> [TEXT SHOWN]
Like many countries in the world, Singapore faces a severe shortage of donated organs, which can be successfully transplanted into patients. It is no surprise then that there is a long waiting list of patients for transplantable organs, especially kidneys and livers.
One of the ways in which scientists are trying to solve the problem of organ shortages is by exploring ways to 3D print human tissues and organs. Dr Cyrus Beh, a Senior Research Fellow at A*STAR’s Molecular Engineering Lab (MEL) is leading the efforts in Singapore to solve the organ shortage problem by exploring faster printing of the cells and tissues.
“There has been an exponential growth in the use of 3D printing in medicine as it shows promise for creating complex composite [biological] tissue constructs,” says Dr Beh, quoting a paper published by the Wake Forest Institute for Regenerative Medicine.
The process of bio-printing or printing of biological material from the cells taken from the patients themselves, is a complex one. In this process, cells are placed within a soft gel material to be assembled layer-by-layer. Ultimately, with this process, a part or full human organ can be created and assembled.

> [THE TASK] In one to three sentences, explain why, according to the text on 3D printing human organs, 3D printing has grown exponentially in medicine.

> [INFORMATION PROVIDED]
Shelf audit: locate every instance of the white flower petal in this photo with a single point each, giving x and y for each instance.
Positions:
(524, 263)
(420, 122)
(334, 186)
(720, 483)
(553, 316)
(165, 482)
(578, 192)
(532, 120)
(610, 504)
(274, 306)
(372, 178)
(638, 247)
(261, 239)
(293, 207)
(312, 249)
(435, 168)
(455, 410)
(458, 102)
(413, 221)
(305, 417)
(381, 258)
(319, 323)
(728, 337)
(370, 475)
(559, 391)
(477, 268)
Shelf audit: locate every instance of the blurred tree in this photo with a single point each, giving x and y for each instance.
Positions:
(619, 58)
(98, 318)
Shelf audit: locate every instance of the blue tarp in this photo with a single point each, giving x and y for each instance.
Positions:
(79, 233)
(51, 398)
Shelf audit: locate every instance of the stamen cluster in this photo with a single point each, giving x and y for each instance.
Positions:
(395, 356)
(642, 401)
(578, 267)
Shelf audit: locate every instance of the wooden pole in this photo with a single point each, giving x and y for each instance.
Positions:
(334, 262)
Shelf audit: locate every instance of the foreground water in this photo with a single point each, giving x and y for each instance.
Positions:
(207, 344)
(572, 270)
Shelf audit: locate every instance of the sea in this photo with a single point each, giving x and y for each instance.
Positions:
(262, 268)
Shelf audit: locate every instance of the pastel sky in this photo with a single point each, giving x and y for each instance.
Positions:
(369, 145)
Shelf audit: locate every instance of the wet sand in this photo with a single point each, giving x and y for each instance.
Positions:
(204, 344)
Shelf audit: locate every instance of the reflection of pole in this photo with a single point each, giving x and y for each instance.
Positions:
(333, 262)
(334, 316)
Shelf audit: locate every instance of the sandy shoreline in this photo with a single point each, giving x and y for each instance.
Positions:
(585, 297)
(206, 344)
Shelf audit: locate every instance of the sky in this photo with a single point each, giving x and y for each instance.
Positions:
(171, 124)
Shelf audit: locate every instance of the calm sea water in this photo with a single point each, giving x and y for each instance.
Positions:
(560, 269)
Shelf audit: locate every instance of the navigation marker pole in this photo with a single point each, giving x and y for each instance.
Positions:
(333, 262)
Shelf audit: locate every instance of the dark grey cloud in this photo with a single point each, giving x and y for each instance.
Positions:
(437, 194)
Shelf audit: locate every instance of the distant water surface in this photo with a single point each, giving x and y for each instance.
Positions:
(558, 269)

> [ANSWER FOR THIS EXERCISE] Its use has grown exponentially because it shows promise for creating complex composite biological tissue constructs.